Collected data entries
---

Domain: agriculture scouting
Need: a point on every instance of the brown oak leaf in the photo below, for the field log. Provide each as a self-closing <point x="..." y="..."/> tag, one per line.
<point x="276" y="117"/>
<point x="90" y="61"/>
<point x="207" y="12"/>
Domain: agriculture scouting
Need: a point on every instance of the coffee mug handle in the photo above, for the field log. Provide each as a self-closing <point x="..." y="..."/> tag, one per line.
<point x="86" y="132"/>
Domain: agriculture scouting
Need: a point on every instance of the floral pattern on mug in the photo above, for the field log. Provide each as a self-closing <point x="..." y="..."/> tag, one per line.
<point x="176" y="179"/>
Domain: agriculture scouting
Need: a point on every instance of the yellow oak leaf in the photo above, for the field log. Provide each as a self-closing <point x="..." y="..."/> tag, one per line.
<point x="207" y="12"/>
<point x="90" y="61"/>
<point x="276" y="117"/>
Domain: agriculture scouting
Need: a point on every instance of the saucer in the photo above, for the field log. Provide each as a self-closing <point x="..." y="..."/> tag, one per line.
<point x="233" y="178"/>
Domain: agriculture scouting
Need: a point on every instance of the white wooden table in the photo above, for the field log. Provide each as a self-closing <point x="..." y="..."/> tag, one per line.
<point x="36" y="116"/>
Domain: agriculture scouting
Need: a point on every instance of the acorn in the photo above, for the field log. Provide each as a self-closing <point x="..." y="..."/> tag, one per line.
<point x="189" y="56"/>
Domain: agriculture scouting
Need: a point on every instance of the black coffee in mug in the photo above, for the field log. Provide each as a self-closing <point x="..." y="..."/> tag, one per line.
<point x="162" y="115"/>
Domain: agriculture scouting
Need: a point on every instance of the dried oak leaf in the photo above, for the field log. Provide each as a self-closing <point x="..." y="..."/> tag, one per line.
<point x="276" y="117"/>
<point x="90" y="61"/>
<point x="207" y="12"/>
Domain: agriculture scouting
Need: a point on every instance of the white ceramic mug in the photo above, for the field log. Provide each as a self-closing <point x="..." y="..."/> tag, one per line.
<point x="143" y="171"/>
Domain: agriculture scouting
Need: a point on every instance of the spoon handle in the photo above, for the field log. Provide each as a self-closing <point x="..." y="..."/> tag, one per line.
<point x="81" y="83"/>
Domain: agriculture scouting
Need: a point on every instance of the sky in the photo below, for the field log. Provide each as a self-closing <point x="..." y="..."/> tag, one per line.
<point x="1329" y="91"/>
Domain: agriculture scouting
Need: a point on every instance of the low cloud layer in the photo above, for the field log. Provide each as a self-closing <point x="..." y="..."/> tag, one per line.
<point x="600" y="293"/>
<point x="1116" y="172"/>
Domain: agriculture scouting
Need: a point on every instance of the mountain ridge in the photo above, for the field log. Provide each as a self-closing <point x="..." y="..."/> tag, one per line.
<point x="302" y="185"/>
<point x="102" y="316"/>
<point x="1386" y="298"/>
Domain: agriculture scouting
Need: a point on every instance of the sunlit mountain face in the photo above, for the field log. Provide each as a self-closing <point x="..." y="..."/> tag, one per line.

---

### YOUR TASK
List each line above that contains the word "cloud", treating uppercase and lowercase letters as distinct.

### EXERCISE SOLUTION
Need: a point on every instance of the low cloud layer in the photo above, for the field log. Provide each as a self-closing <point x="..." y="..."/> tag, one per line.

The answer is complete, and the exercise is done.